WRITTEN INSTRUCTION:
Count how many lines in the entries below contain the string "pink". Reply with only that number.

# start of DATASET EXTRACT

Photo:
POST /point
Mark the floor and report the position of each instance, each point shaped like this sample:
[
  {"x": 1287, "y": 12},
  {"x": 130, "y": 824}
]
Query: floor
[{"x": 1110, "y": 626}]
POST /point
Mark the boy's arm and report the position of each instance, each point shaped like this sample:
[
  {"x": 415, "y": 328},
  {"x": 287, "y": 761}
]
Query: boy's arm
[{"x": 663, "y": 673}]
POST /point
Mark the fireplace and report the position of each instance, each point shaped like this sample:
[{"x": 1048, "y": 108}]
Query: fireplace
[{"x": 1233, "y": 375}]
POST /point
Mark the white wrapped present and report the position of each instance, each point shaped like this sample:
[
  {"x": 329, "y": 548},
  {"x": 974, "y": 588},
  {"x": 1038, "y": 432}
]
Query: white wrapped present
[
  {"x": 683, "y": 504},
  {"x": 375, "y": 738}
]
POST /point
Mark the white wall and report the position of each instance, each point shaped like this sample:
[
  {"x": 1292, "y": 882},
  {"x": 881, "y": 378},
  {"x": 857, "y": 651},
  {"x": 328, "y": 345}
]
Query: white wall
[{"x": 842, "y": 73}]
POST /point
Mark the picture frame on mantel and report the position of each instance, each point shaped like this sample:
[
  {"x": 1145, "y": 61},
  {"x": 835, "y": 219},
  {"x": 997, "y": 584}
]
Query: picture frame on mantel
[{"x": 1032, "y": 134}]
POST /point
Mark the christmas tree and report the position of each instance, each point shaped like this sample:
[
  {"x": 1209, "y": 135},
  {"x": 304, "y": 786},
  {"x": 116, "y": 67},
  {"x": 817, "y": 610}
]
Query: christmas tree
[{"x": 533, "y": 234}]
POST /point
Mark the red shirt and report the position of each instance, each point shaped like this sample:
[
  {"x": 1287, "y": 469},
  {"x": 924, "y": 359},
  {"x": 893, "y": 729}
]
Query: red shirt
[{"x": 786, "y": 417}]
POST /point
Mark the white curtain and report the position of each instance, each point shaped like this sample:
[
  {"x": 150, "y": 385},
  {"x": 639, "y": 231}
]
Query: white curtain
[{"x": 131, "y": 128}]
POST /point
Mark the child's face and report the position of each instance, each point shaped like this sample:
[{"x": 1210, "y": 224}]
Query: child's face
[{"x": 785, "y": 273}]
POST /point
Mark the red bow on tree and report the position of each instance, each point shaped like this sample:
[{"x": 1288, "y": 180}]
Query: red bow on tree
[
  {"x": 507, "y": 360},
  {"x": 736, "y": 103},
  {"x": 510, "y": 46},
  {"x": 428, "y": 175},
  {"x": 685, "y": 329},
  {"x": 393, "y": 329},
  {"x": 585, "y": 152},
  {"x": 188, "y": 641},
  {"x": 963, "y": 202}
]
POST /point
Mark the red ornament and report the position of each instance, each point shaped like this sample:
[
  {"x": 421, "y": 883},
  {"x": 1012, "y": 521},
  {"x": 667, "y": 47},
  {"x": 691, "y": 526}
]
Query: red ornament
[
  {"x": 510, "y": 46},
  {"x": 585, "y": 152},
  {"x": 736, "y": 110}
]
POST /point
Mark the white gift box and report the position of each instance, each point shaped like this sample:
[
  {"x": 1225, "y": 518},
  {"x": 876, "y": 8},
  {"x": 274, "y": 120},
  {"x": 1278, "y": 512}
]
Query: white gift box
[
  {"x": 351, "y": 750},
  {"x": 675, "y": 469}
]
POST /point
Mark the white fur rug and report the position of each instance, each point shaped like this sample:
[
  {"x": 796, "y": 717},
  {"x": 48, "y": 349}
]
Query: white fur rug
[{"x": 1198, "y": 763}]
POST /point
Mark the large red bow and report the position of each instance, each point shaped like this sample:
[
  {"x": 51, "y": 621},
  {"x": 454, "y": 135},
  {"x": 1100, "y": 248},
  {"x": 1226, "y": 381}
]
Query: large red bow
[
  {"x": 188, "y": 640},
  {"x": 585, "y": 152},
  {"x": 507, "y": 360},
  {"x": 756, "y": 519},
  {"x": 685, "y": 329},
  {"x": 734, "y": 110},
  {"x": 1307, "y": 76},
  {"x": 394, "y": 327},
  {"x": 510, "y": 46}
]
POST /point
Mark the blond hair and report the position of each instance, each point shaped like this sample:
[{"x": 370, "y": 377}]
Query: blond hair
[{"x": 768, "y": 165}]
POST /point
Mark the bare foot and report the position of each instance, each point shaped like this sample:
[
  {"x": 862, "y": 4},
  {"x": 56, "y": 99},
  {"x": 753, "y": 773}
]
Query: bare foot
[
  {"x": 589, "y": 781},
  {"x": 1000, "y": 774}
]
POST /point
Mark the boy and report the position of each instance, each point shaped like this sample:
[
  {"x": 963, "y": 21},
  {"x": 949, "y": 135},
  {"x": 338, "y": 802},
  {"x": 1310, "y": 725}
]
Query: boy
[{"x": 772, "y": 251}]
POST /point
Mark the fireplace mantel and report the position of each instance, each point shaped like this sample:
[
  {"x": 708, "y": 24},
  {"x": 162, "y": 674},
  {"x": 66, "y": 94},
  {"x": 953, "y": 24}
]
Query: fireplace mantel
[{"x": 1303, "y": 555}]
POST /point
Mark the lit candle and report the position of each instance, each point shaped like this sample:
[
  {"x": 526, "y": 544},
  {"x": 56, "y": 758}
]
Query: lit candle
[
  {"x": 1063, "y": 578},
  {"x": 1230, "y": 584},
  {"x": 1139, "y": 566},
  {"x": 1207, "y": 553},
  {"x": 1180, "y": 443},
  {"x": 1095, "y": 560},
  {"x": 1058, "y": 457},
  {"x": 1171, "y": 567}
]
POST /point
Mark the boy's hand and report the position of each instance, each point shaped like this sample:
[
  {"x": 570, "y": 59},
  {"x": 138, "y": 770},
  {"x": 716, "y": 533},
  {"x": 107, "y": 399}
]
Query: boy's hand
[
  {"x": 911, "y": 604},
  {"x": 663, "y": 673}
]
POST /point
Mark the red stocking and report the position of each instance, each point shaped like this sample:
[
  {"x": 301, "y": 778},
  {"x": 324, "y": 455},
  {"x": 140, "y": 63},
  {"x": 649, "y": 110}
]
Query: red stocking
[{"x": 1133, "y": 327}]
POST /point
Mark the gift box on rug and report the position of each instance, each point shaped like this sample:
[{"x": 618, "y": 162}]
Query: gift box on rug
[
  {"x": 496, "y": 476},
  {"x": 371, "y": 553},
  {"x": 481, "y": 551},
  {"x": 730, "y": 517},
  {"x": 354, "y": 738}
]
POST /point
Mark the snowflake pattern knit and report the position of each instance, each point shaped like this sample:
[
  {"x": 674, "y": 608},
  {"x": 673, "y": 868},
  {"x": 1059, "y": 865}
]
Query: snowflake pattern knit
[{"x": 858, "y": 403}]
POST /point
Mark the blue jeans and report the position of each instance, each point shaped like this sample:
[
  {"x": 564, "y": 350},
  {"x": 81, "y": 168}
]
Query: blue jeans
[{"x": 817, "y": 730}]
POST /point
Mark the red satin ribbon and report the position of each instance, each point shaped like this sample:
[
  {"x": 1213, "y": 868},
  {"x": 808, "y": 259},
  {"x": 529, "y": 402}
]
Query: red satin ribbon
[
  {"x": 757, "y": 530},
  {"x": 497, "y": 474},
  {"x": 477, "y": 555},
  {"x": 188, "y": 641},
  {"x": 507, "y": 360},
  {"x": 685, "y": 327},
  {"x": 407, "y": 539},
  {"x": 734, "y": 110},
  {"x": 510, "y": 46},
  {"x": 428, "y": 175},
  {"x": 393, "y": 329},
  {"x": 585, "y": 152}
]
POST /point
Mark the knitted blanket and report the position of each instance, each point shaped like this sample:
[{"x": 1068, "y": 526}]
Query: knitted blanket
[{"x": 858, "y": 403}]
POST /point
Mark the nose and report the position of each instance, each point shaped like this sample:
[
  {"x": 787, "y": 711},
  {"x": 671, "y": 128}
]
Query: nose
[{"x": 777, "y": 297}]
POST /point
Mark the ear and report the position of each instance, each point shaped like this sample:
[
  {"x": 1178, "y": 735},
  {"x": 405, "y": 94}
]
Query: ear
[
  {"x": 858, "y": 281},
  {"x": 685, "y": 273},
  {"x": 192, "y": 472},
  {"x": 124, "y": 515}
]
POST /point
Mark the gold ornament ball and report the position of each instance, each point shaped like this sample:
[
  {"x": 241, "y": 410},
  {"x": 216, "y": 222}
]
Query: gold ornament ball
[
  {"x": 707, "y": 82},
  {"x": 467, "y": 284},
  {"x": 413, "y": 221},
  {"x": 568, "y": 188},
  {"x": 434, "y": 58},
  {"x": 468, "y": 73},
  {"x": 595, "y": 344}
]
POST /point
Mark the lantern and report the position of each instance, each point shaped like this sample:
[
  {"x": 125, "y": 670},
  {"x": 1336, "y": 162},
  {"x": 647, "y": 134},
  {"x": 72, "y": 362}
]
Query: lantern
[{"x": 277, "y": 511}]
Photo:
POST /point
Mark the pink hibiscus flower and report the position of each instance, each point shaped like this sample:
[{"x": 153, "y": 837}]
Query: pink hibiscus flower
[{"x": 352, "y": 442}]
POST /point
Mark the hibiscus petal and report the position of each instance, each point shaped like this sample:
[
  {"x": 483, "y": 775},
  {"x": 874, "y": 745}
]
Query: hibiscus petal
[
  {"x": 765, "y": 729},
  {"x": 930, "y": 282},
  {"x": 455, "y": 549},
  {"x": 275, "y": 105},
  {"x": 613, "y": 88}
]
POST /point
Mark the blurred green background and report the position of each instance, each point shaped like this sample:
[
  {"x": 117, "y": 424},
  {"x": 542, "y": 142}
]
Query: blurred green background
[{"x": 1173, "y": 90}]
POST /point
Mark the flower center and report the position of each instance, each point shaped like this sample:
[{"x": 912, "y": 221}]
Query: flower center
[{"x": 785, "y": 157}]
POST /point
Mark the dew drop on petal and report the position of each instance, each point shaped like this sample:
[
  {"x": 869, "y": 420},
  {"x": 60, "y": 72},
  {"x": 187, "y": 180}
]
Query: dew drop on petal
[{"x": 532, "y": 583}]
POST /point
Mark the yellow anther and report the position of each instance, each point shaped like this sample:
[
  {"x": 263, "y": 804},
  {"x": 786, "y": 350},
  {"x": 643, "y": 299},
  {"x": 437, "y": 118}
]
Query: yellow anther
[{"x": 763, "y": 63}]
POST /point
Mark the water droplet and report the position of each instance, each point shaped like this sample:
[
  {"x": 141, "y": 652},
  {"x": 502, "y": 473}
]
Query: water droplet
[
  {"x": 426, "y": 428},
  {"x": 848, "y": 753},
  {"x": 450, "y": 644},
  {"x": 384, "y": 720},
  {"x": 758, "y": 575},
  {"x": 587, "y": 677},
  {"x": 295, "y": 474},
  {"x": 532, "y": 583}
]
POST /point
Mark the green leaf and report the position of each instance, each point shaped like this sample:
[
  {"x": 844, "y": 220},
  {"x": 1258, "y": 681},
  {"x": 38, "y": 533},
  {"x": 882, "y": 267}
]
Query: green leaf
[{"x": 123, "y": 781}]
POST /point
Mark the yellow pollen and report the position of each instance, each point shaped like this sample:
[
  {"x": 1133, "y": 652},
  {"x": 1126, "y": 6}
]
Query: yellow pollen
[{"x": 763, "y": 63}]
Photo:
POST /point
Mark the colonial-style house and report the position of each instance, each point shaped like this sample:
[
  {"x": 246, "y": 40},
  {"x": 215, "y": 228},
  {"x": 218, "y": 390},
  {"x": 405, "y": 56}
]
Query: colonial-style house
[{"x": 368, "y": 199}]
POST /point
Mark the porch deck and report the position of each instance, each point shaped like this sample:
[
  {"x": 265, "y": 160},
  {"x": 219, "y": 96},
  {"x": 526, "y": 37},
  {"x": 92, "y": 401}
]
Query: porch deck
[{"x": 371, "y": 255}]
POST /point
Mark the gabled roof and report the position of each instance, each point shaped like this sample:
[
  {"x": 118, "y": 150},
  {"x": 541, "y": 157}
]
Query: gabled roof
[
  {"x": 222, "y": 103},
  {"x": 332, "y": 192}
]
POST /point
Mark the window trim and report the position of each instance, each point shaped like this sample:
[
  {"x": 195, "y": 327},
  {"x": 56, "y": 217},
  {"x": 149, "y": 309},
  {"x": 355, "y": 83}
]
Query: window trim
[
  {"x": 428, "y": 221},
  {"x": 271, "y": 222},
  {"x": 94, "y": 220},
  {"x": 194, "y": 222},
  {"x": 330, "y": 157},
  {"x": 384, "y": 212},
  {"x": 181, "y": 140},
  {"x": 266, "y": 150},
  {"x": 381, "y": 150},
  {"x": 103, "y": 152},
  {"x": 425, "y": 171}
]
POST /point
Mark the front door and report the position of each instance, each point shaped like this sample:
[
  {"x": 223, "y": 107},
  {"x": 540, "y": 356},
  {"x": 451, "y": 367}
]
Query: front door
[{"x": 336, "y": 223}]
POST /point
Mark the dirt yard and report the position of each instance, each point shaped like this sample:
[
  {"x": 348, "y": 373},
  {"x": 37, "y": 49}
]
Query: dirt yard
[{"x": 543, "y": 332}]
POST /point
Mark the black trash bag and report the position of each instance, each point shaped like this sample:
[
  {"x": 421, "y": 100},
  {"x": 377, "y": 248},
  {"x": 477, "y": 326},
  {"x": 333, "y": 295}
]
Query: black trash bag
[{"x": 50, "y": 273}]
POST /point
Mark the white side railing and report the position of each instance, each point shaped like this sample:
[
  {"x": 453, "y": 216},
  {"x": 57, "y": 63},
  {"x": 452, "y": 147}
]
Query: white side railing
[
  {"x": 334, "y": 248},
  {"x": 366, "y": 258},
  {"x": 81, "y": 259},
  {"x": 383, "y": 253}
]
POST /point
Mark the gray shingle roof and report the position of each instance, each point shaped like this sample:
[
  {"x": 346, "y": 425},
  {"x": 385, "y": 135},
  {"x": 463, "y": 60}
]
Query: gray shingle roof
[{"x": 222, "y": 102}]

# end of DATASET EXTRACT

RESULT FOR THIS EXERCISE:
2